** Start TASK MATERIAL **
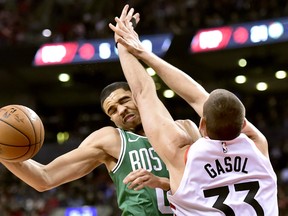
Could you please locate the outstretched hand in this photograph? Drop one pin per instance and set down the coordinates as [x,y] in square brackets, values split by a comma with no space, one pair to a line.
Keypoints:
[124,31]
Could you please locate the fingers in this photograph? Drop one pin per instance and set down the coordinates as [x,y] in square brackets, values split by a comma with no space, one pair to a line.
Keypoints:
[124,12]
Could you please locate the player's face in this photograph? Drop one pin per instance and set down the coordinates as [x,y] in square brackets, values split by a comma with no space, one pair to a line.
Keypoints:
[121,109]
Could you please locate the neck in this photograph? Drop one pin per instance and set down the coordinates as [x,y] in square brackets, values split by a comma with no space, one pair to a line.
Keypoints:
[139,130]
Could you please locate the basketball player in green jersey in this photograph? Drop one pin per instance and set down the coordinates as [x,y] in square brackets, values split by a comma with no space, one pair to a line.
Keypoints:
[120,150]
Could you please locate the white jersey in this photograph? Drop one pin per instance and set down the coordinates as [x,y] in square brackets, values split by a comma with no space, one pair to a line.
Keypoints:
[226,178]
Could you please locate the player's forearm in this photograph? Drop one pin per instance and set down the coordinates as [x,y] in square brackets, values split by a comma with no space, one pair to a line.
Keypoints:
[177,80]
[28,171]
[164,183]
[134,72]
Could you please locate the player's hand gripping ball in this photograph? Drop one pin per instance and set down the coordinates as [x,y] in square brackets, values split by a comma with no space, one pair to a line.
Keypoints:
[21,133]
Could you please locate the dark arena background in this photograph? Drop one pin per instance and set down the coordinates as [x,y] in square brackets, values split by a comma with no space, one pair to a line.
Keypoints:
[56,56]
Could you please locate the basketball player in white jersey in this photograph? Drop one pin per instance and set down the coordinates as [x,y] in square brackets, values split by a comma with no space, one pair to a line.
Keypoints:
[228,171]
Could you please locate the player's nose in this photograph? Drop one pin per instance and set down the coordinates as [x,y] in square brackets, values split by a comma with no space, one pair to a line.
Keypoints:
[121,109]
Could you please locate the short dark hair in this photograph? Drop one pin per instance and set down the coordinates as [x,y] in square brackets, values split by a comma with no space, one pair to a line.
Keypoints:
[106,91]
[224,114]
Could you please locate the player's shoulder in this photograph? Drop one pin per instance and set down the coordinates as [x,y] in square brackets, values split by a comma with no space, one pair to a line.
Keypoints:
[103,137]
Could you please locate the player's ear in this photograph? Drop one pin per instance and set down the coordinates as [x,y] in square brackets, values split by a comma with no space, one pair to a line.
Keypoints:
[202,127]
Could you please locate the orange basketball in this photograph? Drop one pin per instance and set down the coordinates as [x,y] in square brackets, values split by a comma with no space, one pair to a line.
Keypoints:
[21,133]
** End TASK MATERIAL **
THE TASK
Could you turn the records, from the line containing "Could you please locate the player's nose" up to and including the last line, into a Markdown table with the columns "Row" and "Entry", giving each line its own numbered row and leaving out blank lines?

TASK RESULT
| Row | Entry |
|---|---|
| 1 | Could you please locate the player's nose in this photograph? Drop one pin per instance and set down the coordinates as [x,y] in square brackets, values split by a comma with no space, one pair to a line. |
| 2 | Keypoints: |
| 3 | [121,109] |
| 4 | Could you please locate the short dark hair in this photograph? Drop one pin per instance and set down the coordinates as [x,y] in square brackets, values split by a comma with no space, one pair to a line. |
| 5 | Keypoints: |
| 6 | [106,91] |
| 7 | [224,114] |
| 8 | Could you please locate the player's shoulder in this photograph? Drop one pin per instance and set down the coordinates as [x,y] in square brackets, values split by a comma with no space, one pair to a line. |
| 9 | Keypoints: |
| 10 | [103,137] |
| 11 | Could you please locate the player's ear in this photograph? Drop one pin per instance and set down the coordinates as [x,y] in square brackets, values split by a comma with no space, one pair to a line. |
| 12 | Keypoints: |
| 13 | [202,127] |
| 14 | Could you please locate the orange basketball in this photograph? Drop one pin per instance and set down the coordinates as [x,y] in square brackets, values split by a comma with no space, one pair to a line. |
| 15 | Keypoints: |
| 16 | [21,133] |